● GIVEN PASSAGE
When comparing the characteristics of each modifier, it should be apparent that SBS materials are the preferred products in cooler regions of the United States and the APP modifies are more often used in the warmer climates. The APPs are typically installed using a torch application. However, concern over open flames of the rood has prompted some manufacturers to offer the options of installation with cold adhesives or marginally effective, electrically powered heating elements. SBS sheets, on the other hand, can be applied using hot asphalt, cold adhesive, or torch methods.

Both SBS and APP materials give excellent performance when properly specified and installed. Just as in all roofing situations, the key is to match the product with the requirements of the particular job situation.

The usage of modified bitumen products has grown slowly but steadily since their introduction to the U.S. in the mid-1970s.

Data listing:
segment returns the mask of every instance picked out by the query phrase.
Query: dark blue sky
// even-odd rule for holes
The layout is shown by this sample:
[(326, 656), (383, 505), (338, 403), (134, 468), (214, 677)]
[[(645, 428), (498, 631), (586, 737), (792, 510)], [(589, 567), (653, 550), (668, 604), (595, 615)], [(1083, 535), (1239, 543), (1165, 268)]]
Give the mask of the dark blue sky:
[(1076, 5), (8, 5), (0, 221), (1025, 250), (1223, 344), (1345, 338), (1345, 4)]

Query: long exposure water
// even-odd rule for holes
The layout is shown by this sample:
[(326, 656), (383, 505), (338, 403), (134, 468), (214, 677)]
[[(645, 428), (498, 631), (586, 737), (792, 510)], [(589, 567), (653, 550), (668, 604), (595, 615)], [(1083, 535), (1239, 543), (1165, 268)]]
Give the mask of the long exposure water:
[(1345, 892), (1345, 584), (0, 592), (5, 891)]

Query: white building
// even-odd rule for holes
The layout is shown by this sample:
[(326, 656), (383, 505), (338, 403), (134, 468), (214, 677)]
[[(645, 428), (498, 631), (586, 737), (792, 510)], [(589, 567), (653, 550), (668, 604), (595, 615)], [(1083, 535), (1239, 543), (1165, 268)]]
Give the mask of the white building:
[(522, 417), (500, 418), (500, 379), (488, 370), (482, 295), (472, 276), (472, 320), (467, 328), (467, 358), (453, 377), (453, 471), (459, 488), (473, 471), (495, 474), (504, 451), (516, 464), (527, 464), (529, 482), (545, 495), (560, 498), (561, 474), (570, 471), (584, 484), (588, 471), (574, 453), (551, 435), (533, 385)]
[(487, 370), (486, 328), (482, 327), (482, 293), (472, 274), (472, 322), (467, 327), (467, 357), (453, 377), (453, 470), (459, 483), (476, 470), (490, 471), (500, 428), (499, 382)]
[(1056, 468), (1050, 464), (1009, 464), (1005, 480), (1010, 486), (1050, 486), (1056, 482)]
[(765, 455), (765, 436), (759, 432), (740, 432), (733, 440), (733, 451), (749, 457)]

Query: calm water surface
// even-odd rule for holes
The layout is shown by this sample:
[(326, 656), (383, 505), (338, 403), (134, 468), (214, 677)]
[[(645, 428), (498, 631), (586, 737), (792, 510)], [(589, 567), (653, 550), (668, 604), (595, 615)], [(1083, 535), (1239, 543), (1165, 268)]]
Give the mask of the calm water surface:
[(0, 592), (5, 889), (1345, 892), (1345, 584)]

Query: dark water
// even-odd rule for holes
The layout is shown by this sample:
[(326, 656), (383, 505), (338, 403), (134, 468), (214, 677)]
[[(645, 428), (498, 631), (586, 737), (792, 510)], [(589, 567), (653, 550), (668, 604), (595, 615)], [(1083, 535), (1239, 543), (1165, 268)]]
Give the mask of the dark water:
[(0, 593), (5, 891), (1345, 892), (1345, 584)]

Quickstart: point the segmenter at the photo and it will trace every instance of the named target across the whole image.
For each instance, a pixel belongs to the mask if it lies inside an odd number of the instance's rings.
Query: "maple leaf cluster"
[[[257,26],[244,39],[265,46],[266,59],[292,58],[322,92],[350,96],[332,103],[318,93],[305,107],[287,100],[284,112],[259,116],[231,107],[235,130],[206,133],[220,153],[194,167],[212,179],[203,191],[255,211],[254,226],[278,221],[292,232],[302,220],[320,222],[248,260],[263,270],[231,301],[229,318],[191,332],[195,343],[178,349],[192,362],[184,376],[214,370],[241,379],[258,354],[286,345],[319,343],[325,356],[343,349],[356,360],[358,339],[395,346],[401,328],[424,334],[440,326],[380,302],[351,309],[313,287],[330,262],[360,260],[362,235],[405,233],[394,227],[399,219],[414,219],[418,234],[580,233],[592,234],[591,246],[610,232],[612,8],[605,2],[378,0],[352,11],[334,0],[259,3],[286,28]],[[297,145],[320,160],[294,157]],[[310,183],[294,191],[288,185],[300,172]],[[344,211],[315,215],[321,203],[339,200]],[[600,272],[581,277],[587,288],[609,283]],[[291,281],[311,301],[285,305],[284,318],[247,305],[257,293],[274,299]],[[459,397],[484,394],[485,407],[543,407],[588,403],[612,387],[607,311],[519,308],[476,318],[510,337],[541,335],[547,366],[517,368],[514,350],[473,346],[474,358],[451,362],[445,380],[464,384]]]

● TO DO
A - Output everything in the passage on modified bitumen roofing from "Both SBS and" down to "particular job situation.", without any alteration.
B - Go on with the passage on modified bitumen roofing, starting after its final sentence.

● ANSWERS BY TASK
A -
Both SBS and APP materials give excellent performance when properly specified and installed. Just as in all roofing situations, the key is to match the product with the requirements of the particular job situation.

B -
Other systems are important and fill specific needs in the marketplace. They represent about 6 percent of the installed roofing market with the three major membranes accounting for the remaining 94 percent. Of these other membranes, the three systems that make up the great majority of the 6 percent figure are metal roofing, cold-process built-up and sprayed-in-place urethane. Each of these types has specific applications and, of course, its own set of advantages and disadvantages. For example, sprayed-in-place urethane is highly successful in dry, warm climates of the U.S. because the weather conditions are ideal for its application. Its use is limited in the northern climates because there are only a few days each year which fit the necessary installation criteria for temperature, humidity and wind. Cold process built-ups are used primarily in the western states because of contractor preference and also in situations where small areas of roof need to be installed. These membranes eliminate the need for equipment set-up as the adhesive cab be applied by brush or squeegee.

Metal roofing is used most often on commercial buildings or in applications where specific aesthetics are required. This system is showing some market growth as the products have been improved and its “metal shed” image is being overcome. Metal roofing can be costly compared to the other options which are available.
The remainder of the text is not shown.